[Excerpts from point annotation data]
■ ■ ■ ■ ■

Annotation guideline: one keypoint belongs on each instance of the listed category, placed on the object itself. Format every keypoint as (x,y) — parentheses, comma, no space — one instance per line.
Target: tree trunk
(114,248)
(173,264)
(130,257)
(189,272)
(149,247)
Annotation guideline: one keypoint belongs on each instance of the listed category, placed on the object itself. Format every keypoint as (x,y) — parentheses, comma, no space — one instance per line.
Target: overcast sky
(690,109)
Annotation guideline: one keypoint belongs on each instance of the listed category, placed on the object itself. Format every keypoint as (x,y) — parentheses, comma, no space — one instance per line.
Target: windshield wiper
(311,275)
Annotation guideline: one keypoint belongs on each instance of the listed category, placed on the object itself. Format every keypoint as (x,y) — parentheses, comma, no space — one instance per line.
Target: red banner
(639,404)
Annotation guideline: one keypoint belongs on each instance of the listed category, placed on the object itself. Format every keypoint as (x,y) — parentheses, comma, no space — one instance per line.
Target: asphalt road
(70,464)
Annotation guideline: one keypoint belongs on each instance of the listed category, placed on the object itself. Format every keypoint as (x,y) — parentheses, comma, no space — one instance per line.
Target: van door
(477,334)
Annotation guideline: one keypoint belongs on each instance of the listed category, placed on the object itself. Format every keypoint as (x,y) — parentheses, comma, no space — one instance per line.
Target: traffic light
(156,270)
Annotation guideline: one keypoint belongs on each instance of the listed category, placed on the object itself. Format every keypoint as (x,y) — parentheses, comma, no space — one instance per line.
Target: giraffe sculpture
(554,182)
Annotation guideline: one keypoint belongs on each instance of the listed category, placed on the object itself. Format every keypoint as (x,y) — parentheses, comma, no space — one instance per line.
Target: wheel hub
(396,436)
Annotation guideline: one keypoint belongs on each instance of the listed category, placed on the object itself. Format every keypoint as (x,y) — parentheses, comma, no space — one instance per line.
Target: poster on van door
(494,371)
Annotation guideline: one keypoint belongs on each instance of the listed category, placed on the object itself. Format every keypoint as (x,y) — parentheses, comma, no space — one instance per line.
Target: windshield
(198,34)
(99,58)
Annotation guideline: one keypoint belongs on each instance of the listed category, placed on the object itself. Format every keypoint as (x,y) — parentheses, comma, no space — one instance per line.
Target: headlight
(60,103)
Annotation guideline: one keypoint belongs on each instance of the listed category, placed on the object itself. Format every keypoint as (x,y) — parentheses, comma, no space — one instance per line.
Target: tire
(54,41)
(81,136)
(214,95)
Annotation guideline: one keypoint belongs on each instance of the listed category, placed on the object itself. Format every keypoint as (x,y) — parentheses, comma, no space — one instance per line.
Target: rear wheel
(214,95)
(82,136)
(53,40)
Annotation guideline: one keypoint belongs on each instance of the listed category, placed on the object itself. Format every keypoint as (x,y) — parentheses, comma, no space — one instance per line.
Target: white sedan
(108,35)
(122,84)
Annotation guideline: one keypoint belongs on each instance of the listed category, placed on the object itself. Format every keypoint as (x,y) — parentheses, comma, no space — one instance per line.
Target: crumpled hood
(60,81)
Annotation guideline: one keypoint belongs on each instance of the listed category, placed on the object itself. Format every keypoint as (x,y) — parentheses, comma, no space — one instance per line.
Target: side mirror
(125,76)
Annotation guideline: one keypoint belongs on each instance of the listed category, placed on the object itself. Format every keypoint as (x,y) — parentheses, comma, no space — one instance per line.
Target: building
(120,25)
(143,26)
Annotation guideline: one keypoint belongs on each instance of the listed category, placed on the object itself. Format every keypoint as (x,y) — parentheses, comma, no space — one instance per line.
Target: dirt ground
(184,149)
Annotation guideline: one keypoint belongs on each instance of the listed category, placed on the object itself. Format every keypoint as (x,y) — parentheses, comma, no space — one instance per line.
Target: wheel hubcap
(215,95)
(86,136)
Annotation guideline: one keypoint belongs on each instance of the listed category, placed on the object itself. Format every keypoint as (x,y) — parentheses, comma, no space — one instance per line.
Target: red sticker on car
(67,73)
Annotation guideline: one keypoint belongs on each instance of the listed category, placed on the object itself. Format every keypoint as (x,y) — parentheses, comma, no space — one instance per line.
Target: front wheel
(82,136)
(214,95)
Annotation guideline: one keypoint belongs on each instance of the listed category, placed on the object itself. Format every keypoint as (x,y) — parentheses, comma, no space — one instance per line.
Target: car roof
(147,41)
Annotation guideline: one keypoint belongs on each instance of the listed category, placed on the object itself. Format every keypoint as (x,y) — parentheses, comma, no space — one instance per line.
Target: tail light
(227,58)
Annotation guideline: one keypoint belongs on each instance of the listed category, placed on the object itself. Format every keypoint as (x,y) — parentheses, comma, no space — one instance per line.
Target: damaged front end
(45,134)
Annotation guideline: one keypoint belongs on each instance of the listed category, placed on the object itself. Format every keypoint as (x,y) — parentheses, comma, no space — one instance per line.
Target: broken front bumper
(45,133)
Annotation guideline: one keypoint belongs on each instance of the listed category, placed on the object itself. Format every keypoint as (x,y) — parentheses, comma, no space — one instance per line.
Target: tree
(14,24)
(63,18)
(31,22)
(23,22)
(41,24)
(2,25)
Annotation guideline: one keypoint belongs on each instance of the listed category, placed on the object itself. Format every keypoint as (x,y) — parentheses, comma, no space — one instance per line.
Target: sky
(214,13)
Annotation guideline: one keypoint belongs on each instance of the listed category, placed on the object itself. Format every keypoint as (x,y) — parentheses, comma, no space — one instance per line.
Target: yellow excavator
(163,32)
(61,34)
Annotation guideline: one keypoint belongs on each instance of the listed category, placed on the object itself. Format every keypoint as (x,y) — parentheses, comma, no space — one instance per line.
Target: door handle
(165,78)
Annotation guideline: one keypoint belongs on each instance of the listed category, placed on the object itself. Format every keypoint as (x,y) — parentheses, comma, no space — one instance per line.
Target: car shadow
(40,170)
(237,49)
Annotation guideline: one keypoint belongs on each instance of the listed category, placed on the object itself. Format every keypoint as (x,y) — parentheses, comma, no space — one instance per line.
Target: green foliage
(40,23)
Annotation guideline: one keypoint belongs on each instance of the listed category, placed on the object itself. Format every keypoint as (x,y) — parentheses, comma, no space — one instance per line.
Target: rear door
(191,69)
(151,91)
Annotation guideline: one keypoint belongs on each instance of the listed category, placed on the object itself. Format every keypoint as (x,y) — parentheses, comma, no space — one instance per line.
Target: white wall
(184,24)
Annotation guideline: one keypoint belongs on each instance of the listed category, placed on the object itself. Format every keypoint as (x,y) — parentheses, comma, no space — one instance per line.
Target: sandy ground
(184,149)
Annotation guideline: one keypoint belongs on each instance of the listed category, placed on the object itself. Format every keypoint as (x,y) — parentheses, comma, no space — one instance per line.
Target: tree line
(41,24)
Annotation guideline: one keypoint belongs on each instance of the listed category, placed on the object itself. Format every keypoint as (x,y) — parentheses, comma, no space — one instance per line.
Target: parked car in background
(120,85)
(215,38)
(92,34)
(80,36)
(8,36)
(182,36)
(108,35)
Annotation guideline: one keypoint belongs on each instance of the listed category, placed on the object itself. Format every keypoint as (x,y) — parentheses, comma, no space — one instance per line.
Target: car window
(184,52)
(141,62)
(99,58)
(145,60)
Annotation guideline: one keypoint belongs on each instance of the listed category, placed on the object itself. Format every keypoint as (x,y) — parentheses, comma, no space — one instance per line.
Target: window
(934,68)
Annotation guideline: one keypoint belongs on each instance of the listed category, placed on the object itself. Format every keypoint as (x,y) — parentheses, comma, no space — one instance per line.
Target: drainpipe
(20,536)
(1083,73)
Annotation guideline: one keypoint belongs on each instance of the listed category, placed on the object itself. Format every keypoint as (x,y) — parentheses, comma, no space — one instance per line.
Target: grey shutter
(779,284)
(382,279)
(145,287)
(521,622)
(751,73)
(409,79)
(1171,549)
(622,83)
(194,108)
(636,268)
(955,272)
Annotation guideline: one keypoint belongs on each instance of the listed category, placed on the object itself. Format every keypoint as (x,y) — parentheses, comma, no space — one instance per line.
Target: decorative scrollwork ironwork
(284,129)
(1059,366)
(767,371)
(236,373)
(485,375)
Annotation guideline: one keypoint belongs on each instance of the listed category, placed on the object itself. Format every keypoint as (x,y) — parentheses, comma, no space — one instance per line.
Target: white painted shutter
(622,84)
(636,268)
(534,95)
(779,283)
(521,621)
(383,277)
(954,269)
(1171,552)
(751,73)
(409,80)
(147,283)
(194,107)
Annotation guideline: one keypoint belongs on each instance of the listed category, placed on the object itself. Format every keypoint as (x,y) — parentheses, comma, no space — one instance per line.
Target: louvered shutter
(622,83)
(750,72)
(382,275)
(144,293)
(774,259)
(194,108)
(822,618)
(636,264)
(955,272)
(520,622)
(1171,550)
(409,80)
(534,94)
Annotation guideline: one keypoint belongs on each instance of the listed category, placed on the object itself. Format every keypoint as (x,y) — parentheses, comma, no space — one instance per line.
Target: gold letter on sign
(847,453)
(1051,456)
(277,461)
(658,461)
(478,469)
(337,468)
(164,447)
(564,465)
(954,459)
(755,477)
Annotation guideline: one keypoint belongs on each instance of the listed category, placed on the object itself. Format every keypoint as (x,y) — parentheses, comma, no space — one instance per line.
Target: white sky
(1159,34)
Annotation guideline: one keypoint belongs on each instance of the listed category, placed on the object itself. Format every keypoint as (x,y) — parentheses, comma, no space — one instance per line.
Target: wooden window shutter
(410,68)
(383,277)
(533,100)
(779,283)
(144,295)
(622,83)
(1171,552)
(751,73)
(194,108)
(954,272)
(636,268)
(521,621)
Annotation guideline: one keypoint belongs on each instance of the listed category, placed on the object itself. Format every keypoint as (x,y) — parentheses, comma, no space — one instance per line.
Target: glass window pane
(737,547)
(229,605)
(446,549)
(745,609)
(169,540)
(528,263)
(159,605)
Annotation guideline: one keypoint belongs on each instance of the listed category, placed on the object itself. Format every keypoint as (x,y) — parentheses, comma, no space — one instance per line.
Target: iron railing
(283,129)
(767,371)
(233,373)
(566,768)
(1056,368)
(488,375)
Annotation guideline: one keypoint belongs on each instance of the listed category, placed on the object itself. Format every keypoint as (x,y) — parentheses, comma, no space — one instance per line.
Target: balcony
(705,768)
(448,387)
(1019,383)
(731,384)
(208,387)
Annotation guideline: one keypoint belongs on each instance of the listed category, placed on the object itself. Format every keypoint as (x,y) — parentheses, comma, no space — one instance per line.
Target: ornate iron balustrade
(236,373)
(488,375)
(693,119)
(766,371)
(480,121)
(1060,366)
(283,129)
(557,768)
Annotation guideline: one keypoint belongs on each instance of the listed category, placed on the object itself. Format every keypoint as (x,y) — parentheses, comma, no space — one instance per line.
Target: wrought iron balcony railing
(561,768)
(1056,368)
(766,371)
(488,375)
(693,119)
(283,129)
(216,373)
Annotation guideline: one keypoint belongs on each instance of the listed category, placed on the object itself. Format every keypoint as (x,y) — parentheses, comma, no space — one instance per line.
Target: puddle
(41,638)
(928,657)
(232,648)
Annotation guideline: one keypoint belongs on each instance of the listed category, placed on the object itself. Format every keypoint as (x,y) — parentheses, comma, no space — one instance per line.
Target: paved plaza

■ ■ ■ ■ ■

▶ YOUR OBJECTIVE
Locate every row above that contains the string "window", and copy each of those rows. Treat the match as case-sensitive.

▶ RESPONSE
Target: car window
Target: window
Target: wooden window shutter
Target: glass window pane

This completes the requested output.